Instructions for the task:
Resume the history of Wat Opot given below, continuing it from its final sentence.

[[ Source passage open ]]

HISTORY OF WAT OPOT
The Wat Opot Children’s Community was founded by Wayne Dale Matthysse and Sann Vandin, co-founders of Partners in Compassion Cambodia. To learn more about Partners in Compassion Cambodia, please see our website (http://www.partnersincompassioncambodia.com)
Gail Gutradt writes about Wat Opot Children’s Community
Wayne Dale Matthysse, Director of Wat Opot Project, was a Marine medic in Vietnam during the war. Half-blinded while tending to the wounded in a battle near Da Nang, he was the single survivor, and his conscience drew him back to South East Asia to offer service to the people affected by the war. He wound up in Cambodia, volunteering for COERR, a Catholic relief agency. There he met Vandine Sann, who had been training monks in the villages to teach AIDS awareness and prevention, and helping families of the infected to care for victims of the burgeoning AIDS epidemic. Together Wayne and Vandine formed Partners in Compassion, a non-governmental organization embodying the commitment of Wayne, an American Christian, and Vandine, a Cambodian Buddhist. They took over a small clinic located on five acres donated by a Buddhist temple named Wat Opot, and began a program of community education and caring for people dying of AIDS. That was in 2001, and there were no anti-retroviral medicines available in Cambodia.
In 2003, Medicins Sans Frontiers Belgium (MSF, Doctors Without Borders) was looking for a location in Cambodia to begin a program of distributing anti-retroviral drugs. MSF needed to locate near an existing facility to be sure someone was available to monitor drug compliance, provide transportation for patients, supervise home care and community education in AIDS prevention and treatment. Because Wat Opot Project already existed and had a strong relationship with the surrounding villages, MSF decided to open a clinic nearby and began distributing ARV drugs to Wayne’s patients and to village people who needed them.
In a short time, Wat Opot Project was transformed from a hospice for the hopeless to a community of people affected by HIV/AIDS. Unique in Cambodia, where fear and ignorance of AIDS and its causes abound, where infected people can be shunned or stoned or worse, Wat Opot today is an intentional community where people with and without AIDS live together as family. There are beds, food, a school, a clinic with medical care available to people in the neighboring villages, and dozens of happy, energetic children who are no longer dying, but realizing that they can grow up, get an education, and live decent lives. They are the first generation to face the challenge of growing up with AIDS, and Wayne and Vandine and the children of Wat Opot are writing the book.

[[ Source passage closed ]]
[[ Data to examine open ]]

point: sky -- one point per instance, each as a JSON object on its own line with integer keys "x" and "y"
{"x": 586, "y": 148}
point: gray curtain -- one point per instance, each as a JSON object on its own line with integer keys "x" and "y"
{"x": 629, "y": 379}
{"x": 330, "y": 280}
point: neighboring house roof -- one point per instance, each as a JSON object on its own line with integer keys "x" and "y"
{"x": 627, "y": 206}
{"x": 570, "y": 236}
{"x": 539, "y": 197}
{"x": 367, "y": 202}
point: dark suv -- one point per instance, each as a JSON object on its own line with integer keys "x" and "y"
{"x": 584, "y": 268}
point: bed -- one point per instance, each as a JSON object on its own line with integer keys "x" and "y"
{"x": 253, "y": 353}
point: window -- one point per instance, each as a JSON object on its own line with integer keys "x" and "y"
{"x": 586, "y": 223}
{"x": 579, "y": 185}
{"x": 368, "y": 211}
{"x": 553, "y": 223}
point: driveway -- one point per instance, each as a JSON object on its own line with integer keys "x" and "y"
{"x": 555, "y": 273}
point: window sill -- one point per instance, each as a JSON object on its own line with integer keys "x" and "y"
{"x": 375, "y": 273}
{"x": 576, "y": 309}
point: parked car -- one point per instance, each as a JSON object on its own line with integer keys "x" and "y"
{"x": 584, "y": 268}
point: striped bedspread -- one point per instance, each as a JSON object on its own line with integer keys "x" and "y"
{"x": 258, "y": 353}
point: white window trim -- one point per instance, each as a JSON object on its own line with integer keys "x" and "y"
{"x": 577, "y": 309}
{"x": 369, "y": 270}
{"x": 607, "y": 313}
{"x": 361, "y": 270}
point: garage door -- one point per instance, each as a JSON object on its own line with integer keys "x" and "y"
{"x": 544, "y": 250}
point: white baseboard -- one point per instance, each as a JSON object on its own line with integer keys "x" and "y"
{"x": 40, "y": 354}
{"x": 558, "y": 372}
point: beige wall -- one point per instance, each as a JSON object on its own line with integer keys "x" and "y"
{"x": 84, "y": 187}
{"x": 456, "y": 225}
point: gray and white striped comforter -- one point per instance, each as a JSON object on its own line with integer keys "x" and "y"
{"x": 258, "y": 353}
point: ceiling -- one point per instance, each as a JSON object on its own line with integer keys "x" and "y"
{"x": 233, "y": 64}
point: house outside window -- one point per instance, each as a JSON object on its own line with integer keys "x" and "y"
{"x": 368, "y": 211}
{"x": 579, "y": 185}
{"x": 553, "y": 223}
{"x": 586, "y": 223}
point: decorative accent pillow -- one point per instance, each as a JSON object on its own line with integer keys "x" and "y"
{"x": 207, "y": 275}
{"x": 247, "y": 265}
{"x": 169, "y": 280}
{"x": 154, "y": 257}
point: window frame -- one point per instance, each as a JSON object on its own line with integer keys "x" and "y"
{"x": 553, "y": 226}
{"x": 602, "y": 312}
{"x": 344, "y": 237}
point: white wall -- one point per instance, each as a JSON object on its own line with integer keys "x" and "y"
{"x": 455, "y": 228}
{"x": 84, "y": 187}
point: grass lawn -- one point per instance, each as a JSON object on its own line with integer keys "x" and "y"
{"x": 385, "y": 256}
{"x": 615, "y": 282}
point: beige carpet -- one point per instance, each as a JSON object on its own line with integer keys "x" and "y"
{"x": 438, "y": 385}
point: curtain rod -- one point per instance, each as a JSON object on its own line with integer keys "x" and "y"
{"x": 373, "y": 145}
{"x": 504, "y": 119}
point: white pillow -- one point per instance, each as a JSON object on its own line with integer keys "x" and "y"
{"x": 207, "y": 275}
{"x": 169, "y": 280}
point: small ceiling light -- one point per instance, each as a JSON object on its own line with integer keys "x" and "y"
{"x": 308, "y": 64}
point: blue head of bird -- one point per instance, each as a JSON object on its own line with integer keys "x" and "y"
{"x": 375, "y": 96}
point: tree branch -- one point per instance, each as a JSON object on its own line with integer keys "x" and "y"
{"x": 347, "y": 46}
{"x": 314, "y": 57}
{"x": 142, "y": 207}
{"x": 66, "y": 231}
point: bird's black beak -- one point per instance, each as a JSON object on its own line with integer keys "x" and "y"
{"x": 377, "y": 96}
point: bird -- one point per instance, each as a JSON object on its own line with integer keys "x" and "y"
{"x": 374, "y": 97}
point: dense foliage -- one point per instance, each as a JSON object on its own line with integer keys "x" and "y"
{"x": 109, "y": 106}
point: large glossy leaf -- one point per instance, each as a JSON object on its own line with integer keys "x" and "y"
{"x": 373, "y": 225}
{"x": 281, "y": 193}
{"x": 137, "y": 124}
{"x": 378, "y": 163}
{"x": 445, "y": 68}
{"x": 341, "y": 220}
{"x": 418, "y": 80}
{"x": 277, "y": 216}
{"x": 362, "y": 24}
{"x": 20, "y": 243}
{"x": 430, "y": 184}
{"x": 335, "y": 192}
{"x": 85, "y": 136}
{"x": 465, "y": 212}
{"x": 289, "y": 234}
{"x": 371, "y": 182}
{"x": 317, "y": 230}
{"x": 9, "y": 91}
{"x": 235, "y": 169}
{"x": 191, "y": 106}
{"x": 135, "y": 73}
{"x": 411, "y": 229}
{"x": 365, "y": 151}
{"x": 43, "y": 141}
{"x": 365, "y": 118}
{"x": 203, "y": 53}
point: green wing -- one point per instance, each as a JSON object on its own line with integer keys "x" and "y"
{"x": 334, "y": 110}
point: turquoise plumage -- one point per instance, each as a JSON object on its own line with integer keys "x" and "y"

[[ Data to examine closed ]]

Answer:
The Wat Opot community is located on a dirt road that runs through rural villages and rice fields. Although they were offered land anywhere in Cambodia, Wayne and Vandine chose this place because of its poverty, hoping that their presence there would help buoy the community. In the ensuing years the Buddhist temple next door, which donated the land, has been renovated with new murals and a fine tile roof; community pride has improved and neighbors in the villages have begun fixing up their homes. The World Food Program has started a program of food distribution to families affected by AIDS. Currently, 1000 local families receive rice, oil and salt every month, distributed through Wat Opot Project. The home care organization, operating in Phnom Penh and several other villages, conducts community outreach programs to educate villagers in AIDS prevention and care for the afflicted, and to help reduce the stigma of those living with AIDS in the villages.
What is special about Wat Opot? It is rare, and perhaps unique in Cambodia, for HIV-infected and non-infected children to live together as family, sharing homes and meals and playing together. This sets an example for the community, and its effect on increasing tolerance and diminishing fear cannot be overstated. Many orphanages are simply holding tanks, where fortunate children are either adopted out, or warehoused til they come of age. Wayne sees Wat Opot as a loving extended family, a place where children will want to return to visit after they have left to live in the larger community. It is open to everyone, the poorest of the poor, the most rejected and abandoned, regardless of religion or past experience, and to young and old. Money is tight, but Wat Opot Project runs on the less quantifiable energies of love and kindness, service, faith, and commitment.
As one volunteer said, ”What is so special is the belief that Wayne has in others. It infects their souls, and in turn this impacts on others. He is inclusive of those that everyone else rejects. That is why Wat Opot is a place of joy.”